What do a Chilean mining company, an Illinois-based pharmaceutical firm that just sold for $12.8 billion, and a gold producer from Colorado operating in Turkey have in common?

They're all registered in Yukon.

That Alacer Gold, Catamaran, or Orosur Mining don't do any work in the territory is a quirk of Canadian regulatory history that Yukon wants to make less of an oddity. So today, Yukon is changing its Business Corporations Act in a bid to convince even more far-flung companies that part of the answer to tapping Canada's capital markets can be found north of 60.

"If you want to send a message to the business community that this is a good place to come, what better way to say it than you've got really good business legislation," says Paul Lackowicz, a partner at Lackowicz & Hoffman, a Whitehorse law firm.

[. . .]

How much of a difference can some esoteric changes to business legislation really make? For a province like Ontario or Alberta, not much at all. But for a remote locale with a population of only 36,500, even a little economic activity can move the needle.

In that regard, Yukon is in the same boat as Delaware, a tiny state that's so amenable to business that nearly half of the public companies in the United States are incorporated there. Yukon's regulatory changes don't include tax benefits, so no one should expect it to become Delaware North.

Registering for a business licence in a jurisdiction is also different than incorporating there as a legal entity. Still, in a sparsely populated territory that raised its employment rate 2.1 percentage points in 2013 by adding an extra 400 jobs, even changes at the margin can matter.

- EXERCISE 1:
In the Yukon article, rewrite the part that opens with the words containing "What do a Chilean" and closes with "Whitehorse law firm.", changing "far-flung" to "distant".
- EXERCISE 2:
According to the Yukon article, by how many percentage points did the territory's employment rate rise in 2013?
- EXERCISE 3:
Using the Yukon article, explain why no one should expect Yukon to become "Delaware North."

- SOURCE DATA:

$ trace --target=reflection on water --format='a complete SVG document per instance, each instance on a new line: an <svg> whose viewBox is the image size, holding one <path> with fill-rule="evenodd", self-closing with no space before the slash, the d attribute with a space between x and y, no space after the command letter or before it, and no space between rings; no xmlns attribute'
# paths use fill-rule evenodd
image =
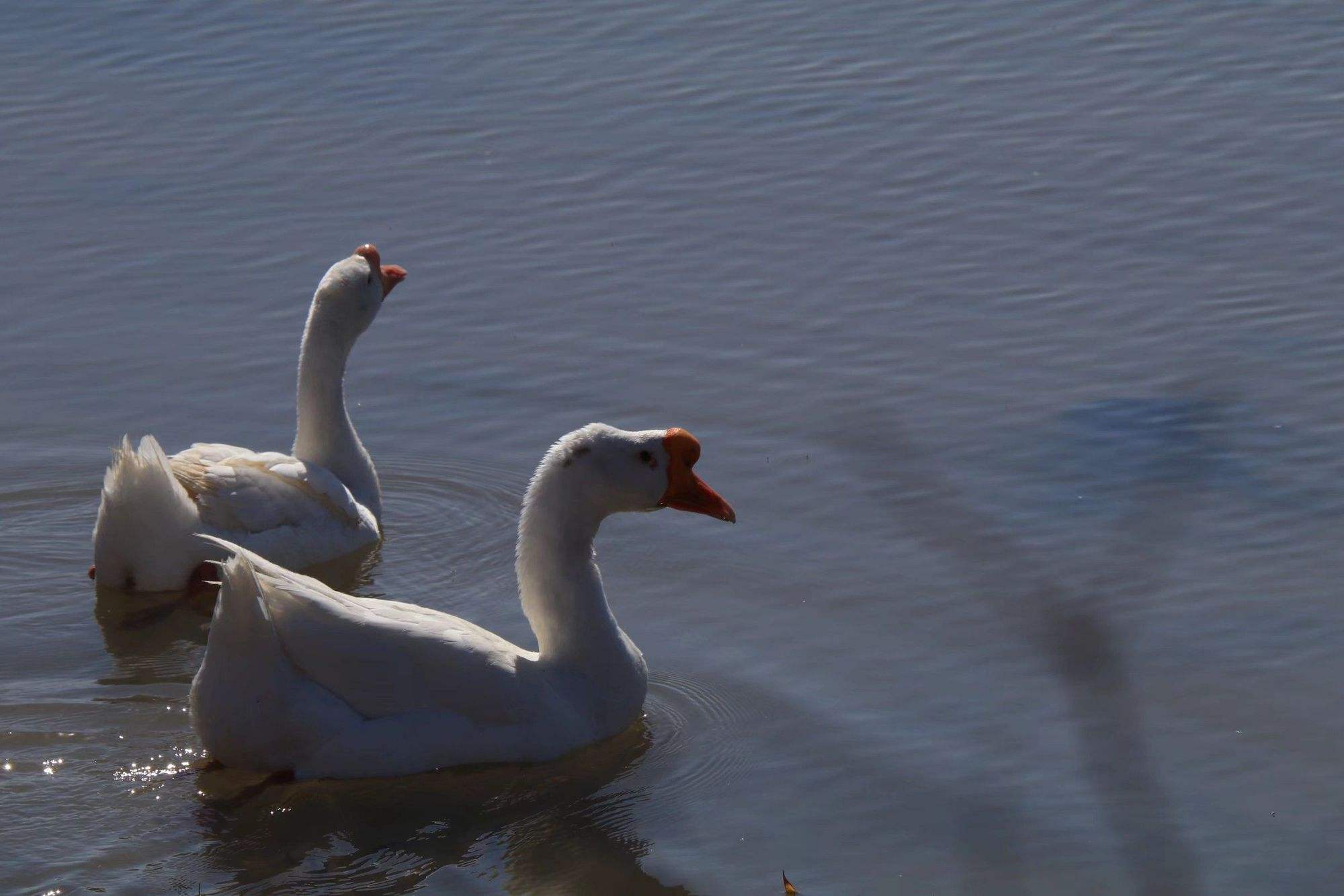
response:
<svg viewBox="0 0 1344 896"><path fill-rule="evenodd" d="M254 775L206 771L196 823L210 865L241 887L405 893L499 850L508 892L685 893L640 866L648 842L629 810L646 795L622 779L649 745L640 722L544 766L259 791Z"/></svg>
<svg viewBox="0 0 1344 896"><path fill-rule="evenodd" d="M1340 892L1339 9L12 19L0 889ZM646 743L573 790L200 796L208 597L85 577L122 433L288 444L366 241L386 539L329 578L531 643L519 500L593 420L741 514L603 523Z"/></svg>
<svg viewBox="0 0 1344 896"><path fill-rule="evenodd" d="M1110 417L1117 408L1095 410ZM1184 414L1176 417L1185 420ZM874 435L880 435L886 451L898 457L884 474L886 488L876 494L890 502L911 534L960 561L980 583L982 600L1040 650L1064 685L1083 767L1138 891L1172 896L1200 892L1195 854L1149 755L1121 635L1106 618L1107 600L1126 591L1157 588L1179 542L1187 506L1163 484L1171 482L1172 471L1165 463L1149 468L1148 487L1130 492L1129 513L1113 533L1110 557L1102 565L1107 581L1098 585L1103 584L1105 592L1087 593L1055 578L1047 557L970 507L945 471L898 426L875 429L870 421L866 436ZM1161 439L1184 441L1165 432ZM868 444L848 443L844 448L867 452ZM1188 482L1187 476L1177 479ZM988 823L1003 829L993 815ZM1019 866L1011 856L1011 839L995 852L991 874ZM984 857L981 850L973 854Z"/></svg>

- RESPONSE AREA 1:
What do a Chilean mining company, an Illinois-based pharmaceutical firm that just sold for $12.8 billion, and a gold producer from Colorado operating in Turkey have in common?

They're all registered in Yukon.

That Alacer Gold, Catamaran, or Orosur Mining don't do any work in the territory is a quirk of Canadian regulatory history that Yukon wants to make less of an oddity. So today, Yukon is changing its Business Corporations Act in a bid to convince even more distant companies that part of the answer to tapping Canada's capital markets can be found north of 60.

"If you want to send a message to the business community that this is a good place to come, what better way to say it than you've got really good business legislation," says Paul Lackowicz, a partner at Lackowicz & Hoffman, a Whitehorse law firm.

- RESPONSE AREA 2:
2.1 percentage points.

- RESPONSE AREA 3:
Yukon's regulatory changes do not include tax benefits.